-------- GEËXTRAHEERDE TEKST

De huurdersvereniging stelde vanuit haar statutaire doelstelling op grond van artikel 3:305a BW gerechtigd te zijn de vorderingen namens de huurders in te stellen. In lid 1 van dit artikel staat onder meer: “Een stichting of vereniging met volledige rechtsbevoegdheid kan een rechtsvordering instellen die strekt tot bescherming van gelijksoortige belangen van andere personen, voorzover zij deze belangen ingevolge haar statuten behartigt”.

In hoger beroep stelde de verhuurder dat de Bewonersvereniging haar vorderingen had gebaseerd op de collectieve actie zoals bedoeld in artikel 3:305a BW. Volgens artikel 1018b lid 3 Rv zou dan volgens de verhuurder uitsluitend de civiele kamer van de rechtbank bevoegd zijn. Het hof overwoog dat consequenties van het aanbrengen van een zaak bij een intern onbevoegde kantonrechter of handelsrechter zijn geregeld in artikel  71 Rv en niet in artikel 72 Rv. In artikel 71 Rv staat onder meer: “Moet een zaak, in behandeling bij de kantonrechter, verder worden behandeld en beslist door een kamer voor andere zaken dan kantonzaken, dan wordt de zaak daartoe op verlangen van een der partijen of ambtshalve naar een zodanige kamer verwezen”. In lid 3 van dit artikel staat: “De vraag of verwijzing nodig is beoordeelt de rechter, voor zover daarvoor het onderwerp van het geschil bepalend is, aan de hand van zijn voorlopig oordeel over het onderwerp van het geschil”.

Het standpunt van de verhuurder dat de Bewonersvereniging niet voldoet aan de ontvankelijkheidseisen van artikel 3:305a BW werd volgens het hof ook ten onrechte voorgesteld.

In artikel 3:305a leden 2 en 5 BW is een aantal ontvankelijkheidsvereisten opgenomen voor belangenorganisaties die een collectieve actie instellen. naar het oordeel van het hof kan op grond van artikel 3:305a lid 6 BW toetsing aan deze ontvankelijkheidsvereisten onder omstandigheden achterwege blijven. Dat is onder meer het geval wanneer de aard van de vordering, van de rechtspersoon of van de personen tot bescherming van wier belangen de vordering strekt daartoe aanleiding geeft en de vordering geen betrekking heeft op schadevergoeding in geld. De Bewonersvereniging had onweersproken aangevoerd dat: (i) het in deze procedure ging om de bescherming van de huurders  tegen de gezondheidsrisico’s die gepaard gaan met een normoverschrijding van het loodgehalte in het drinkwater, (ii) de ingestelde vorderingen als doel hebben dat het kraanwater van de huurders op een zo kort mogelijke termijn veilig is, en (iii) huurprijsvermindering daartoe als drukmiddel dient.

----------------
-------- AANGELEVERDE REGELS

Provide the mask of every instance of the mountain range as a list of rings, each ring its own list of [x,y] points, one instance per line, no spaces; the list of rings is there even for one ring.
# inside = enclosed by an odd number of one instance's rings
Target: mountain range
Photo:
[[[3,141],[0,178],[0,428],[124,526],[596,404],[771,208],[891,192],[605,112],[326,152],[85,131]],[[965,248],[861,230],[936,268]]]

----------------
-------- AANGELEVERDE REGELS

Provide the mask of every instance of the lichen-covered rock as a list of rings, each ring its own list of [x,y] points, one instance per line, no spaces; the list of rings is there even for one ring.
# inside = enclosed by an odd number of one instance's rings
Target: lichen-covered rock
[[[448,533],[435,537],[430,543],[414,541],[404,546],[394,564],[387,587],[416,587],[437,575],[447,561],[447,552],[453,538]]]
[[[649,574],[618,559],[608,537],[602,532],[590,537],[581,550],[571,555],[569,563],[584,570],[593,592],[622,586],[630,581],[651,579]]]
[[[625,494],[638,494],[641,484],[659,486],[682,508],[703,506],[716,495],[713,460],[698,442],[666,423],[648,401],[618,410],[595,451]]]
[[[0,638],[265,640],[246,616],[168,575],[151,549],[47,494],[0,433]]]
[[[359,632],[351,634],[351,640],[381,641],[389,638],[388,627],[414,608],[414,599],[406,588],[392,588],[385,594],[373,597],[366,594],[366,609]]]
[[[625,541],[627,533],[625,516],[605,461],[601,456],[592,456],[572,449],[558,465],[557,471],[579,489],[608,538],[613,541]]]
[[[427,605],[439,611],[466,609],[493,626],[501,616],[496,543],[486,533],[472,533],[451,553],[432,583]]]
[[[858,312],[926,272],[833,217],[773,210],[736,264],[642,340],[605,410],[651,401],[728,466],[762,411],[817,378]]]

----------------

WERKINSTRUCTIES
1. Vat de alinea uit de geëxtraheerde tekst die begint met "In artikel 3:305a leden 2 en 5 BW" beknopter samen. Behoud daarbij de belangrijkste feiten.
2. Geef het gedeelte van de geëxtraheerde tekst van "Het standpunt van" tot en met "ten onrechte voorgesteld." woordelijk weer.

OPLOSSINGEN OP VOLGORDE
1. Artikel 3:305a leden 2 en 5 BW bevat ontvankelijkheidsvereisten voor belangenorganisaties die een collectieve actie instellen. Volgens het hof kan toetsing daaraan op grond van lid 6 onder omstandigheden achterwege blijven. Dat is onder meer zo als de aard van de vordering, van de rechtspersoon of van de beschermde personen daartoe aanleiding geeft en de vordering geen schadevergoeding in geld betreft. De Bewonersvereniging voerde onweersproken drie punten aan. Het ging om bescherming van de huurders tegen de gezondheidsrisico's van een normoverschrijding van het loodgehalte in het drinkwater. De vorderingen moesten het kraanwater zo snel mogelijk veilig maken. Huurprijsvermindering diende daarbij als drukmiddel.

2.
Het standpunt van de verhuurder dat de Bewonersvereniging niet voldoet aan de ontvankelijkheidseisen van artikel 3:305a BW werd volgens het hof ook ten onrechte voorgesteld.